Supplied information:
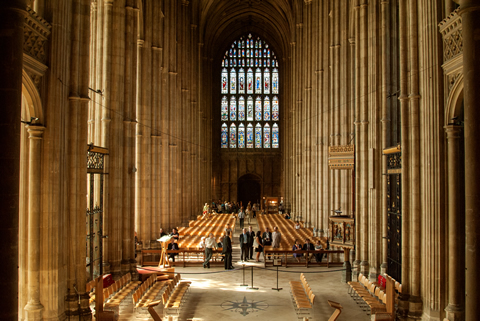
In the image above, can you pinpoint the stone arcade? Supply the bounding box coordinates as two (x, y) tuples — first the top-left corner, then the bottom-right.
(0, 0), (480, 320)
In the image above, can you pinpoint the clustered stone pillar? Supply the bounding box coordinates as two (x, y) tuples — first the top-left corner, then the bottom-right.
(25, 125), (45, 320)
(445, 125), (465, 321)
(0, 0), (26, 320)
(459, 0), (480, 321)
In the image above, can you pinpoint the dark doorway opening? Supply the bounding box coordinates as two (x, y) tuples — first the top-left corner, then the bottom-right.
(237, 174), (262, 207)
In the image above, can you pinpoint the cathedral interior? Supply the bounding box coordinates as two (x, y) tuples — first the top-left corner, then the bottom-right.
(0, 0), (480, 321)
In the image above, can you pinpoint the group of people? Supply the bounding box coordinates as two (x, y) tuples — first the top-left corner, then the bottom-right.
(292, 238), (324, 262)
(239, 226), (282, 262)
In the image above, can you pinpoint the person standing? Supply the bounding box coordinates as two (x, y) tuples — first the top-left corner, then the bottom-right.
(170, 228), (180, 242)
(245, 207), (252, 224)
(247, 226), (255, 260)
(203, 233), (217, 268)
(238, 206), (245, 228)
(272, 226), (282, 260)
(239, 228), (250, 261)
(262, 227), (272, 260)
(302, 239), (315, 262)
(167, 237), (180, 262)
(222, 231), (233, 270)
(315, 240), (323, 263)
(255, 231), (265, 262)
(272, 226), (282, 249)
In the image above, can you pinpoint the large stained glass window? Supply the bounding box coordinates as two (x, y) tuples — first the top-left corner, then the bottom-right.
(221, 34), (280, 149)
(222, 123), (228, 148)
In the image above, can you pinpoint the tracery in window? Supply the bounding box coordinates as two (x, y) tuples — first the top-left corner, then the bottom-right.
(221, 34), (280, 149)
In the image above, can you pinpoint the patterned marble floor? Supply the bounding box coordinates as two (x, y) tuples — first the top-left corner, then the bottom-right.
(101, 216), (370, 321)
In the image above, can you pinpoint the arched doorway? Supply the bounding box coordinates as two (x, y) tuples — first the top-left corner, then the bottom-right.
(237, 174), (262, 206)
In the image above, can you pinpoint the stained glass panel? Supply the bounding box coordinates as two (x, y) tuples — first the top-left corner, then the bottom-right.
(272, 68), (278, 94)
(222, 96), (228, 121)
(263, 124), (270, 148)
(222, 68), (228, 94)
(272, 124), (280, 148)
(263, 97), (270, 121)
(221, 123), (228, 148)
(238, 96), (245, 121)
(230, 124), (237, 148)
(230, 64), (237, 94)
(263, 68), (270, 95)
(230, 96), (237, 121)
(255, 96), (262, 121)
(238, 124), (245, 148)
(247, 124), (253, 148)
(247, 96), (253, 121)
(247, 68), (253, 94)
(221, 34), (280, 148)
(272, 96), (280, 121)
(255, 124), (262, 148)
(238, 68), (245, 94)
(255, 68), (262, 94)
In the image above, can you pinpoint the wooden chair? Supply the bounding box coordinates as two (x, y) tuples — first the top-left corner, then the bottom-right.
(327, 300), (343, 321)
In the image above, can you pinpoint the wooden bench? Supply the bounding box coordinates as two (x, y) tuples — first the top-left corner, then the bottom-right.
(327, 300), (343, 321)
(162, 274), (192, 317)
(348, 273), (395, 315)
(264, 246), (344, 268)
(132, 274), (171, 309)
(290, 273), (315, 316)
(103, 273), (141, 310)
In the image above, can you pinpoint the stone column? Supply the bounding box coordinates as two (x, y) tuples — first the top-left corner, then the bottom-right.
(0, 0), (26, 320)
(358, 0), (370, 275)
(25, 125), (45, 320)
(445, 125), (465, 321)
(402, 0), (422, 319)
(342, 247), (352, 283)
(397, 0), (410, 320)
(459, 0), (480, 321)
(379, 1), (391, 274)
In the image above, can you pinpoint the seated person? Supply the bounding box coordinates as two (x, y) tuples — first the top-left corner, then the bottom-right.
(159, 228), (167, 238)
(170, 228), (180, 242)
(292, 239), (303, 262)
(217, 236), (225, 261)
(167, 237), (180, 262)
(222, 224), (232, 235)
(198, 236), (207, 250)
(315, 240), (324, 262)
(302, 239), (315, 262)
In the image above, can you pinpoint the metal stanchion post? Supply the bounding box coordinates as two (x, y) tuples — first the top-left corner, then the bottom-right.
(248, 266), (258, 290)
(272, 265), (283, 291)
(240, 264), (248, 286)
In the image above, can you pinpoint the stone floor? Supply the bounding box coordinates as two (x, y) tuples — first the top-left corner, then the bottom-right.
(103, 216), (370, 321)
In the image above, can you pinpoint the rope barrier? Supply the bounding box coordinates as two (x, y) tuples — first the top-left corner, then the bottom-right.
(137, 266), (346, 275)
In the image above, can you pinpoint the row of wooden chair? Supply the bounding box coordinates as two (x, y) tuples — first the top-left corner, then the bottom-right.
(348, 273), (387, 314)
(132, 274), (171, 309)
(162, 274), (192, 316)
(290, 273), (315, 315)
(257, 214), (327, 250)
(103, 273), (141, 309)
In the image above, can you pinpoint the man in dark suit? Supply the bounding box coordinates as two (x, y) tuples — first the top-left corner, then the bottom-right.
(222, 231), (233, 270)
(167, 237), (179, 262)
(247, 226), (255, 260)
(302, 239), (315, 262)
(240, 228), (249, 261)
(262, 227), (272, 260)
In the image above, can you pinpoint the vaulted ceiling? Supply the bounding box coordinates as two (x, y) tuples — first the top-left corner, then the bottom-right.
(199, 0), (295, 59)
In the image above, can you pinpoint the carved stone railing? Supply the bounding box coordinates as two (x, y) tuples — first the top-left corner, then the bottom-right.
(328, 215), (355, 248)
(23, 7), (52, 87)
(438, 9), (463, 92)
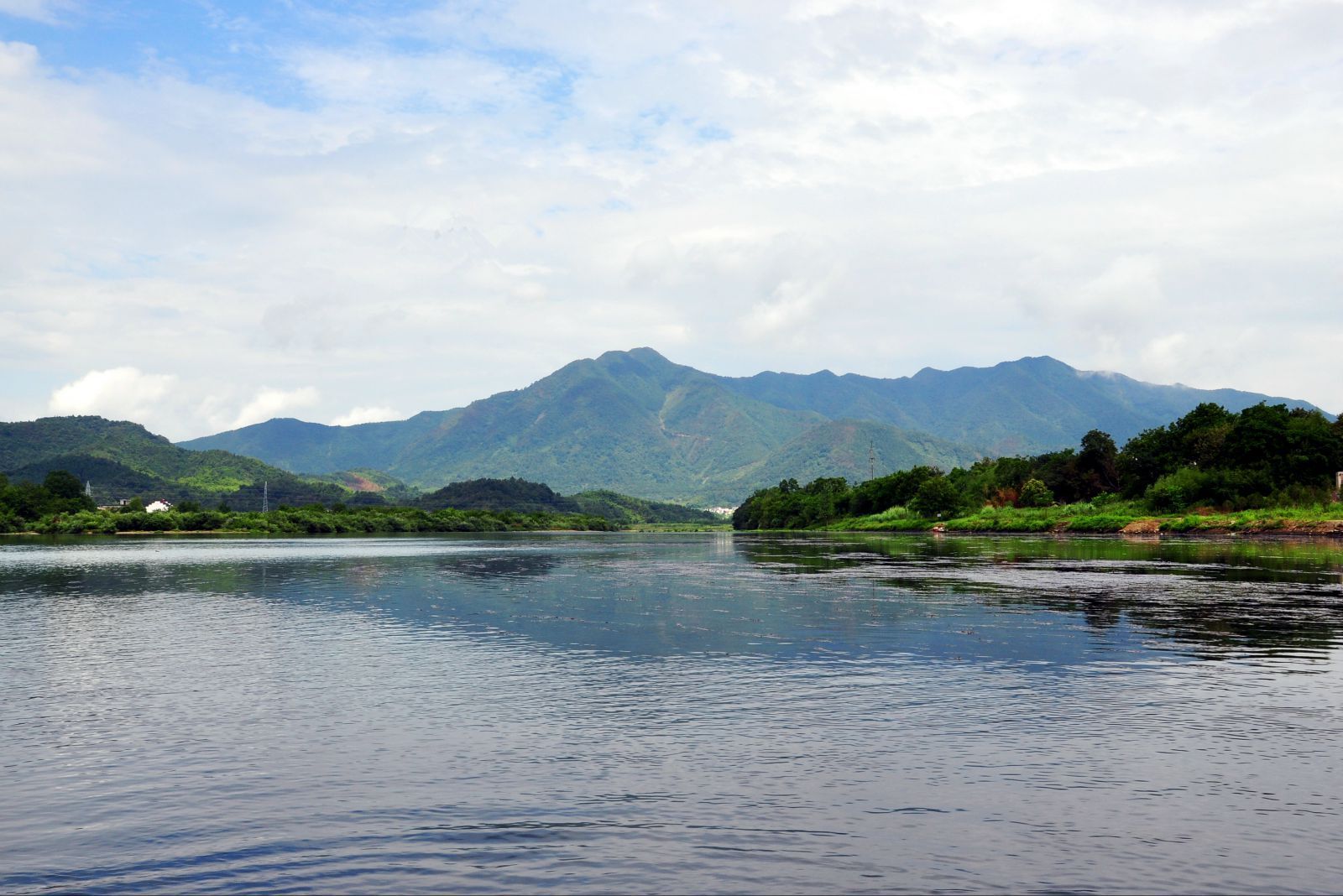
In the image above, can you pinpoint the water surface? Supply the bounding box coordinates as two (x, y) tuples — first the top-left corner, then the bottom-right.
(0, 534), (1343, 892)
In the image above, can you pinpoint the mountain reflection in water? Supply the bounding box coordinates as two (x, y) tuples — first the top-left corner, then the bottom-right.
(0, 534), (1343, 893)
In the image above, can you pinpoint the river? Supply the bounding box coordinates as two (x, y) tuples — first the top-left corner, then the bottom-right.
(0, 533), (1343, 893)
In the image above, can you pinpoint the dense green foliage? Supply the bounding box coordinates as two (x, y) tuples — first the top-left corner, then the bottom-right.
(0, 417), (351, 510)
(416, 477), (579, 513)
(0, 470), (92, 533)
(732, 404), (1343, 531)
(0, 485), (615, 535)
(416, 477), (719, 526)
(178, 349), (1321, 504)
(572, 490), (723, 526)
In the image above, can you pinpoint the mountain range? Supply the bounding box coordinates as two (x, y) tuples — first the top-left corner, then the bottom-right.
(0, 416), (349, 510)
(180, 347), (1312, 504)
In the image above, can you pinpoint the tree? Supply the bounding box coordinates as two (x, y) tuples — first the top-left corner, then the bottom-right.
(1016, 479), (1054, 507)
(909, 477), (960, 519)
(1077, 430), (1119, 499)
(42, 470), (83, 499)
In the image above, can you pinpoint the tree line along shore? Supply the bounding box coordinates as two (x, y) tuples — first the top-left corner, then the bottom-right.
(732, 404), (1343, 535)
(10, 404), (1343, 535)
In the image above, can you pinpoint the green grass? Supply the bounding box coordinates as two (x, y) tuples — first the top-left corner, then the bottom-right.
(824, 502), (1343, 534)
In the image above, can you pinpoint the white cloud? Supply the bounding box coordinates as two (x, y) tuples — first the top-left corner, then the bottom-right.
(47, 367), (177, 421)
(0, 0), (78, 24)
(332, 408), (405, 426)
(0, 0), (1343, 435)
(230, 386), (321, 430)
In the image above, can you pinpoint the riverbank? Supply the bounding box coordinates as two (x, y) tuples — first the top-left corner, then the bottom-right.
(11, 504), (619, 535)
(817, 503), (1343, 538)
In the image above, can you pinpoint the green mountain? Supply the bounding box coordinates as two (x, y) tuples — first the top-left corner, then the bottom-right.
(0, 417), (349, 510)
(415, 477), (723, 524)
(181, 349), (1309, 504)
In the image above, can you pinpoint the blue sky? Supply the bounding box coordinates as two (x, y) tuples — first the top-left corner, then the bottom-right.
(0, 0), (1343, 437)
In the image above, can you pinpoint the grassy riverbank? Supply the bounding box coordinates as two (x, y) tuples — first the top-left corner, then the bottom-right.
(818, 502), (1343, 537)
(17, 504), (619, 535)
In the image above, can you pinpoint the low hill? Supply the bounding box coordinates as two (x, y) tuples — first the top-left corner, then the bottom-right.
(0, 417), (349, 510)
(572, 490), (723, 526)
(183, 349), (1311, 504)
(416, 477), (721, 526)
(416, 477), (579, 513)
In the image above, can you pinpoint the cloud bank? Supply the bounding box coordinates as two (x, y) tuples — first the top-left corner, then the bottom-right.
(0, 0), (1343, 437)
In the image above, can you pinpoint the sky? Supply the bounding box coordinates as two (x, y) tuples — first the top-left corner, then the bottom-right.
(0, 0), (1343, 439)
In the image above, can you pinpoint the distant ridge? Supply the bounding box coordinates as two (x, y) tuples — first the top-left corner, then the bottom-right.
(0, 416), (347, 510)
(180, 347), (1312, 503)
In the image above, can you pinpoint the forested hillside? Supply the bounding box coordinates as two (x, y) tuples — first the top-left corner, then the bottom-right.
(0, 417), (351, 510)
(732, 403), (1343, 529)
(183, 349), (1308, 504)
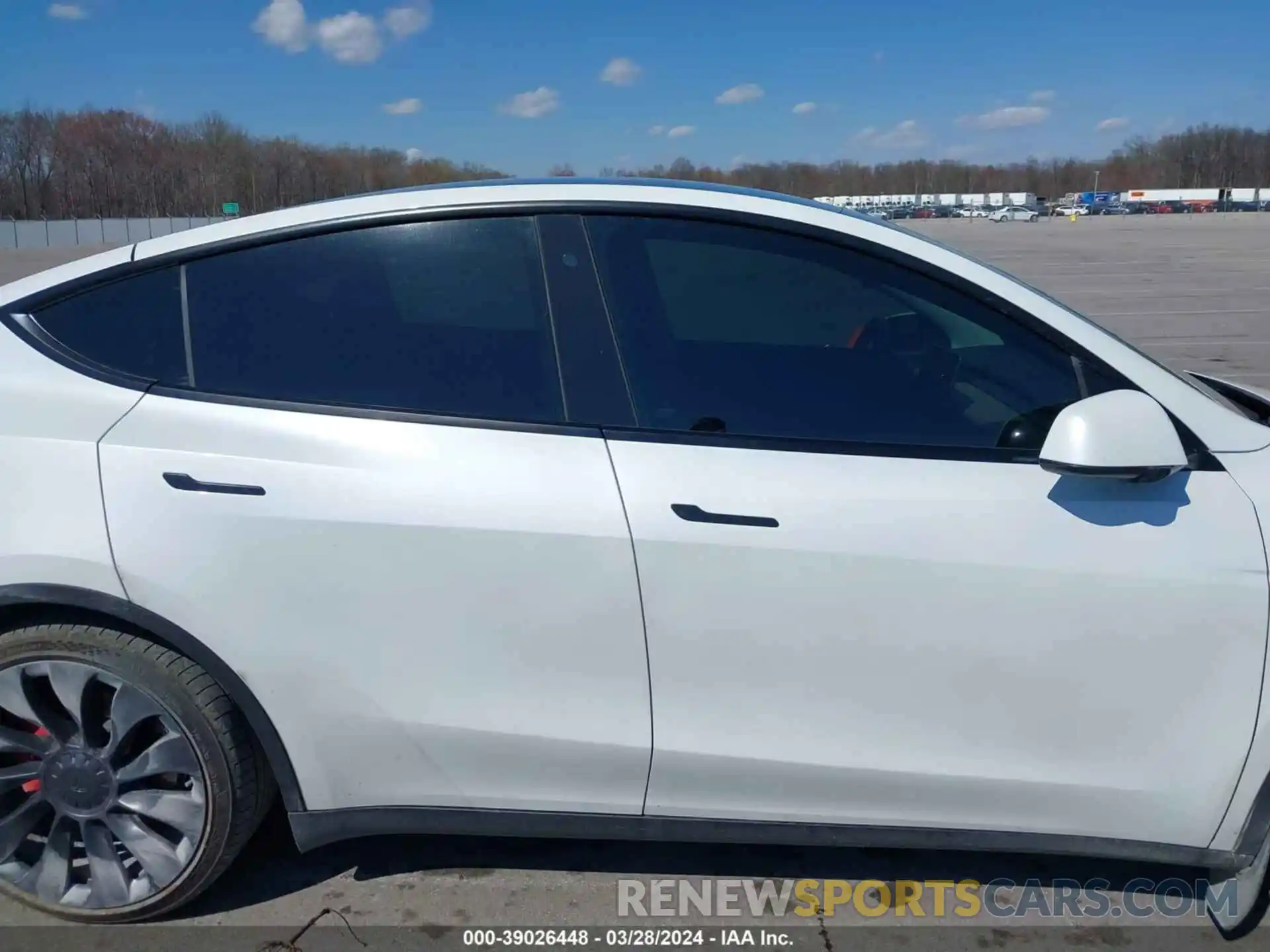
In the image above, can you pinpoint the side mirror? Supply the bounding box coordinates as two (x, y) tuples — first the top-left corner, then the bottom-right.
(1040, 389), (1190, 483)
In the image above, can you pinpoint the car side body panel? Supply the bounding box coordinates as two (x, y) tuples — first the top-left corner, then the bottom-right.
(610, 439), (1267, 847)
(0, 326), (141, 596)
(1205, 450), (1270, 853)
(101, 393), (652, 814)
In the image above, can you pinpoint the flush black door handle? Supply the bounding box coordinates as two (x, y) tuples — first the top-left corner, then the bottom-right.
(671, 502), (780, 530)
(163, 472), (264, 496)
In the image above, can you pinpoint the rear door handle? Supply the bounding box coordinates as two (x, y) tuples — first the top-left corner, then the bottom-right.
(163, 472), (264, 496)
(671, 502), (780, 530)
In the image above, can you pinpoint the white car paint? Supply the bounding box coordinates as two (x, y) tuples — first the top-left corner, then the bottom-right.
(0, 182), (1270, 919)
(102, 395), (652, 814)
(1040, 389), (1187, 472)
(988, 206), (1039, 222)
(611, 440), (1266, 846)
(7, 180), (1270, 452)
(0, 327), (140, 595)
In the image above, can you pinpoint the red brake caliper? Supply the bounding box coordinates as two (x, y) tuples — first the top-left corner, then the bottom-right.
(22, 727), (50, 793)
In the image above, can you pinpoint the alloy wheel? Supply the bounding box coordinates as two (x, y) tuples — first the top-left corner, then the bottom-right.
(0, 658), (207, 909)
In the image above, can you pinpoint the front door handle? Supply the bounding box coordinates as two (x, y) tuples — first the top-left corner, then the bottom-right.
(163, 472), (264, 496)
(671, 502), (780, 530)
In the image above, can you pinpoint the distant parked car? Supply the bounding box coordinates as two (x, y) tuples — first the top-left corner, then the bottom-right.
(988, 204), (1040, 221)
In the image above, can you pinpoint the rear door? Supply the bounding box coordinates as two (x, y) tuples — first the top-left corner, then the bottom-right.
(40, 217), (650, 813)
(588, 216), (1267, 846)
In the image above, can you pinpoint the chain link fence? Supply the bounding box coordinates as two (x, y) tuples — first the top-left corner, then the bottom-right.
(0, 216), (232, 249)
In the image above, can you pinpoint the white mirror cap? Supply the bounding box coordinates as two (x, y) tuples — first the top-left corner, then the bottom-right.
(1040, 389), (1189, 471)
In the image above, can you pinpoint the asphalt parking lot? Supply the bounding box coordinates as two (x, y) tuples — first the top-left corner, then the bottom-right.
(0, 219), (1270, 952)
(903, 212), (1270, 386)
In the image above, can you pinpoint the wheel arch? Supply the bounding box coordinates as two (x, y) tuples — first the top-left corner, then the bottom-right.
(0, 584), (305, 813)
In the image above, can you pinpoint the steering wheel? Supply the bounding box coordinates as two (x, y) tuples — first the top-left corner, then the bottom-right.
(847, 311), (961, 387)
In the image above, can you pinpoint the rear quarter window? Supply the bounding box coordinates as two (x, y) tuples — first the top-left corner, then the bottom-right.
(34, 266), (187, 386)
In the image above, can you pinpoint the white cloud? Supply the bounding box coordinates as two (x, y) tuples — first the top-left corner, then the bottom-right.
(855, 119), (929, 149)
(498, 87), (560, 119)
(314, 12), (384, 66)
(958, 105), (1049, 130)
(715, 83), (763, 105)
(48, 4), (87, 20)
(380, 97), (423, 116)
(384, 0), (432, 40)
(599, 56), (644, 87)
(251, 0), (309, 54)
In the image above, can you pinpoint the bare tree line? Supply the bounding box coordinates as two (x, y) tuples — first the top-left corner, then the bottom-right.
(0, 108), (501, 218)
(0, 108), (1270, 218)
(602, 126), (1270, 198)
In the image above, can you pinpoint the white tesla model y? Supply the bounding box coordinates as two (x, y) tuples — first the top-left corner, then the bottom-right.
(0, 180), (1270, 934)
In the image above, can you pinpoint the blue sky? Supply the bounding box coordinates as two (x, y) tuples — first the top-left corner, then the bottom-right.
(0, 0), (1270, 175)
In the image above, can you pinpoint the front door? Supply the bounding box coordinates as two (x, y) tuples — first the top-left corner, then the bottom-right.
(101, 218), (650, 814)
(588, 217), (1266, 846)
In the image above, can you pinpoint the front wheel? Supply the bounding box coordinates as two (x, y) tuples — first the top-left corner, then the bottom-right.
(0, 625), (273, 923)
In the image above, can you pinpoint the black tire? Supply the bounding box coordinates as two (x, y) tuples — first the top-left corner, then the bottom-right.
(0, 625), (276, 923)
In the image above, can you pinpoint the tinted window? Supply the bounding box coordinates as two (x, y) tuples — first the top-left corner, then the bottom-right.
(36, 268), (185, 386)
(588, 216), (1126, 450)
(185, 218), (563, 420)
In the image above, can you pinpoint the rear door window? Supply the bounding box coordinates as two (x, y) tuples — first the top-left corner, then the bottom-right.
(588, 216), (1124, 451)
(185, 218), (564, 421)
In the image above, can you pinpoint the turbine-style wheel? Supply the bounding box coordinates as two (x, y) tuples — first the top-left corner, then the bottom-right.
(0, 626), (272, 922)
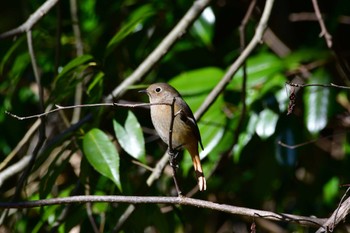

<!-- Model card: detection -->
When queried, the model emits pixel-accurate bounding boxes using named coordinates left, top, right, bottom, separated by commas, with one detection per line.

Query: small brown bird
left=141, top=83, right=207, bottom=191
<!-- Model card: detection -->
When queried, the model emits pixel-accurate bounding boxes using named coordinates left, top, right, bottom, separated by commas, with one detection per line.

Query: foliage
left=0, top=0, right=350, bottom=232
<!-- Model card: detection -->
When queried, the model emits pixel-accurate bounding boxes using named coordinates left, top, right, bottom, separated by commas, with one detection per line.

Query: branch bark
left=0, top=196, right=327, bottom=227
left=105, top=0, right=211, bottom=102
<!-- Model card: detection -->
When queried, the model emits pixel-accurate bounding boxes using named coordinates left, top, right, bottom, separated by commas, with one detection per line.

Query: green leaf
left=191, top=7, right=216, bottom=47
left=256, top=108, right=278, bottom=139
left=323, top=177, right=339, bottom=204
left=228, top=53, right=284, bottom=91
left=106, top=4, right=156, bottom=56
left=233, top=112, right=259, bottom=162
left=83, top=128, right=122, bottom=190
left=57, top=54, right=93, bottom=79
left=113, top=111, right=146, bottom=162
left=169, top=67, right=224, bottom=95
left=304, top=69, right=330, bottom=134
left=182, top=95, right=226, bottom=176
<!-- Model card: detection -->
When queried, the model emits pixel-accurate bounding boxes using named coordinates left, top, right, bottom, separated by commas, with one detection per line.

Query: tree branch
left=0, top=196, right=326, bottom=227
left=312, top=0, right=333, bottom=48
left=105, top=0, right=211, bottom=102
left=195, top=0, right=274, bottom=119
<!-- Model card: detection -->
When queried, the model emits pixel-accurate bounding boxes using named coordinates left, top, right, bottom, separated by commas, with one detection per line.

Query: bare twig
left=6, top=103, right=170, bottom=120
left=0, top=196, right=326, bottom=227
left=105, top=0, right=211, bottom=102
left=316, top=190, right=350, bottom=233
left=0, top=120, right=40, bottom=171
left=0, top=0, right=59, bottom=39
left=312, top=0, right=333, bottom=48
left=195, top=0, right=274, bottom=122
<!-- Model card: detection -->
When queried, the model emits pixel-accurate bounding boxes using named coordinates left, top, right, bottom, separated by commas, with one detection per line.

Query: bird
left=140, top=83, right=207, bottom=191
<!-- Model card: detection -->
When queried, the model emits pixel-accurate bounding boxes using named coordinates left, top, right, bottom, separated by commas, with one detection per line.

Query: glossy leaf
left=83, top=128, right=121, bottom=190
left=57, top=54, right=93, bottom=79
left=304, top=69, right=330, bottom=134
left=323, top=177, right=339, bottom=204
left=113, top=111, right=145, bottom=162
left=106, top=4, right=156, bottom=55
left=169, top=67, right=224, bottom=95
left=191, top=7, right=215, bottom=47
left=256, top=108, right=278, bottom=139
left=233, top=113, right=259, bottom=162
left=228, top=53, right=284, bottom=90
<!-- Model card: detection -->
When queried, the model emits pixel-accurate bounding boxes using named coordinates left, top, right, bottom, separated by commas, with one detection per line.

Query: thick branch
left=0, top=196, right=326, bottom=227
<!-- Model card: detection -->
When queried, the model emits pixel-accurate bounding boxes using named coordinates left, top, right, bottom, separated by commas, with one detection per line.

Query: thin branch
left=168, top=97, right=182, bottom=196
left=316, top=190, right=350, bottom=233
left=5, top=103, right=170, bottom=120
left=105, top=0, right=211, bottom=102
left=312, top=0, right=333, bottom=48
left=0, top=196, right=326, bottom=227
left=0, top=120, right=40, bottom=171
left=69, top=0, right=85, bottom=124
left=0, top=0, right=59, bottom=40
left=0, top=155, right=31, bottom=187
left=286, top=82, right=350, bottom=90
left=195, top=0, right=274, bottom=122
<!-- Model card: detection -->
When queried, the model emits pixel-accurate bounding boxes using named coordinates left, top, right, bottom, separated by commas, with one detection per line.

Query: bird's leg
left=168, top=150, right=182, bottom=196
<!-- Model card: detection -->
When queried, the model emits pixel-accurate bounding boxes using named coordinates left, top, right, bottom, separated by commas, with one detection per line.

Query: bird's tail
left=190, top=149, right=207, bottom=191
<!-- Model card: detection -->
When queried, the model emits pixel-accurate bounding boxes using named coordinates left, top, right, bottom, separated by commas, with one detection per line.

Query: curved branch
left=0, top=196, right=326, bottom=227
left=105, top=0, right=211, bottom=102
left=195, top=0, right=274, bottom=120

Do this: List every line of the items above that contains the word "wooden".

Written answer:
In the image above, can you pinpoint the wooden chair? Supply the bounding box coordinates as two (x, y) tuples — first the top-left corner, then the bottom-right.
In the image above, can you pinpoint the wooden bench? Supply the bounding box coordinates as two (x, y) tuples — first the top-left corner, then the bottom-right.
In the image above, can you pinpoint the row of wooden chair? Supply the bounding box coordinates as two (x, y) tuples — first the top-left corner, then the bottom-right.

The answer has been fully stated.